DIRECTIONS FOR THIS TASK: Resume the article on the Duke University School of Nursing's diversity effort, writing on from its final sentence.

EXCERPT TO READ Block Start

Duke University School of Nursing Transitions to 21st Century Health Care Practices
Understanding that health care practices need to cater to a 21st century environment, the Duke University School of Nursing is seven years into the mission: building a nursing workforce that corresponds to the ever-changing demographic in this country. Taking notice of Duke’s desire to create a diversified nursing field, the New Careers in Nursing program rewarded the school, along with 57 others, in its first round of scholarship funding.
After receiving the grants, the Duke University School of Nursing’s accelerated program has used the funding to advance the matriculation of underrepresented groups in nursing. This past year, Duke was able to increase its matriculation pool by ten percent. The Assistant Dean for Undergraduate Education at Duke, Dr. Michael Relf was involved in last year’s New Careers in Nursing scholarship selection, a process which enabled seven additional students to join the nursing program- all of whom have gone on to exceed expectations and excel in the four-semester program at Duke. With a changing demography in the United States, Dr. Relf believes that a diverse and unique nursing workforce will provide the best science-based care around our nation.
One of the seven scholarship recipients at Duke, Maggie Winfall describes her opportunity with the program as a “blessing.” A thirty two year-old African American mother of two, Winfall left medical school after three years and a self realization that it wasn’t suited for her. But her growing interest in the health field remained strong. A nurturing spirit and hands-on attitude were characteristics she believed would equip her well for the nursing profession- a career she was attracted to because of the endless opportunities and direct patient care.

EXCERPT TO READ Block End
ENTRIES SHOWN Block Start

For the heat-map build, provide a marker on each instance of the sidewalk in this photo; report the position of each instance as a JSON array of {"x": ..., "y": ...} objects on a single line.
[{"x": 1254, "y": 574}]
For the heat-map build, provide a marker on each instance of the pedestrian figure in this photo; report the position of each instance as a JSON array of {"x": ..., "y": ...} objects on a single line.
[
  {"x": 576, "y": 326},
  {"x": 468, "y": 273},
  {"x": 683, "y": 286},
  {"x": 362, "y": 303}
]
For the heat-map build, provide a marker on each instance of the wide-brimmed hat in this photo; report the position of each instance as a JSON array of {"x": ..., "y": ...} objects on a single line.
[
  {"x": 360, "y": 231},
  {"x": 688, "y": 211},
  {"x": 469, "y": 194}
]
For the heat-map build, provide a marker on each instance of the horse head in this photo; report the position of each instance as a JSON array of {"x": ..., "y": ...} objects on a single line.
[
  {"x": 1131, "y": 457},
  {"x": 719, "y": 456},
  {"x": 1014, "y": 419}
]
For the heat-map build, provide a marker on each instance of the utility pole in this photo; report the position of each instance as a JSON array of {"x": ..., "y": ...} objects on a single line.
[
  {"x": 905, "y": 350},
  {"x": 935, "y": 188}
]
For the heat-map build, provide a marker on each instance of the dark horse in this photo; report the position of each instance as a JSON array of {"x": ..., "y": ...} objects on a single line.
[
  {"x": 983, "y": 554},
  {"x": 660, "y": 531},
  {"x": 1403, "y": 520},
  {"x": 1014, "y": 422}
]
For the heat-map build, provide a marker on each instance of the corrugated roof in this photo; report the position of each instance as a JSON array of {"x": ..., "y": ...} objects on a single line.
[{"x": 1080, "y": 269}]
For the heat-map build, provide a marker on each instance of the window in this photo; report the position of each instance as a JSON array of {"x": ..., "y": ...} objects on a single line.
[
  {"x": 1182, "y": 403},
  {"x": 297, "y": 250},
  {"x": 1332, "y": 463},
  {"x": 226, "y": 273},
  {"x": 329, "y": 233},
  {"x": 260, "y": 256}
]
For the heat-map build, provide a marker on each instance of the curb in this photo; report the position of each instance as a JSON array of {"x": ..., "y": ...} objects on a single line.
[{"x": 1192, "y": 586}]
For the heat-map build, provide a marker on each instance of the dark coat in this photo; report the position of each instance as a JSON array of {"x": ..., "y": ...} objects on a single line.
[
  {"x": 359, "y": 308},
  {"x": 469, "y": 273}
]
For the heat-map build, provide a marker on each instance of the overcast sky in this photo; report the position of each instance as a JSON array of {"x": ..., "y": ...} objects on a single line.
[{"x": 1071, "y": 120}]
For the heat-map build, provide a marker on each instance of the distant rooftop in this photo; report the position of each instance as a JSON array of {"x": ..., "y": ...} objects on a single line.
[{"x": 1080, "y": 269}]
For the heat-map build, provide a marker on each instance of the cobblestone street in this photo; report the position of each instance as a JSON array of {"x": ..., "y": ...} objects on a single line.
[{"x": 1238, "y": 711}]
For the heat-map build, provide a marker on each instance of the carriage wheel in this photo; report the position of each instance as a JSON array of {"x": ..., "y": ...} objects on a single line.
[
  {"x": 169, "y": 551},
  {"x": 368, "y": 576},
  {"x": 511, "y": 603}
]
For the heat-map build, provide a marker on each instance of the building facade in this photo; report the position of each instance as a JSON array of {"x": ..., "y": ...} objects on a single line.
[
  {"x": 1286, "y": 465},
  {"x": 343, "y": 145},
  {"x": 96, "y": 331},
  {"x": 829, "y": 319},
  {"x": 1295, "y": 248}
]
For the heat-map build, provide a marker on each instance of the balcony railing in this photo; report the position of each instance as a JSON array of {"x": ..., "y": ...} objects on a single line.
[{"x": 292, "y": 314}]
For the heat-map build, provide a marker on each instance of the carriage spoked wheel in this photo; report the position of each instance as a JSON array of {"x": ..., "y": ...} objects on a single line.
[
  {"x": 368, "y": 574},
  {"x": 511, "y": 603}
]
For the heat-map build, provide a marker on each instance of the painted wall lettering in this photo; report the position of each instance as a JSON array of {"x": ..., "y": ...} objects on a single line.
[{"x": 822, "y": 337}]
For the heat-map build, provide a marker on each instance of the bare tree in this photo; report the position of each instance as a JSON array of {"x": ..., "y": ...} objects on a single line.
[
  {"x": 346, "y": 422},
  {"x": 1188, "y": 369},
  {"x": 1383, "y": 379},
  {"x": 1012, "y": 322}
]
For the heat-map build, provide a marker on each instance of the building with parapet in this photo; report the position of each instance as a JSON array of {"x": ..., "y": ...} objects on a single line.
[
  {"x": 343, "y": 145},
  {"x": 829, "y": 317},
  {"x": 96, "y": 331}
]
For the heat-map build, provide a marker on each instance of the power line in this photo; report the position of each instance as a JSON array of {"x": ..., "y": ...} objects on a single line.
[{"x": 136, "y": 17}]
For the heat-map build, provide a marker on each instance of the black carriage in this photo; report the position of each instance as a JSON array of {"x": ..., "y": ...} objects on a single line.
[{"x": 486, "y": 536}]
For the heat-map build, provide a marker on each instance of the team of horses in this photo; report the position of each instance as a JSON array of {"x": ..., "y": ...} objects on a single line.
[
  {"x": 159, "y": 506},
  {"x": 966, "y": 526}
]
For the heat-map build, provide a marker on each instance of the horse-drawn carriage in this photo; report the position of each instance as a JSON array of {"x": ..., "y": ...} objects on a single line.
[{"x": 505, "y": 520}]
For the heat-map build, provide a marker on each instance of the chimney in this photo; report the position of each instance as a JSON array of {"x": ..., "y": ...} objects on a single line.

ENTRIES SHOWN Block End

REPLY TO THE TASK:
A peer of Winfall’s and another New Careers in Nursing scholar, Ceana Dockery applied to the program in pursuit of fueling the passion to work with pre-natal and pediatric populations. At thirty-three, Dockery wants to take her teaching expertise to the next level, aspiring to impact child health globally. The financial demands of earning a graduate degree would have made it nearly impossible for Dockery to attend Duke, however, with the New Careers in Nursing funding through the Robert Wood Johnson Foundation grant, she not only engages in an accelerated study program, but has the unique opportunity to learn and service abroad, like an upcoming trip to Tanzania doing post-natal care and HIV/AIDS clinical work.
Dockery and Winfall swim in the small pool of applicants who were accepted into Duke’s accelerated nursing program.
According to Dr. Relf, there were 150 applicants with the qualified GPA/GRE metrics but that number far exceeded the school’s capacity. He points out that amidst the nursing shortage, it doesn’t seem right to turn away highly qualified applicants that are needed in the workforce. With grantee programs like the New Careers in Nursing however, Dr. Relf believes that Duke will be able to enroll more highly qualified students and further solidify their vision to engage underrepresented groups in nursing.
As a former teacher of Appalachian children, Dockery counsels, “Those considering a career in nursing should never give up - they should be sure they are passionate about it because it takes effort and energy but is truly rewarding.”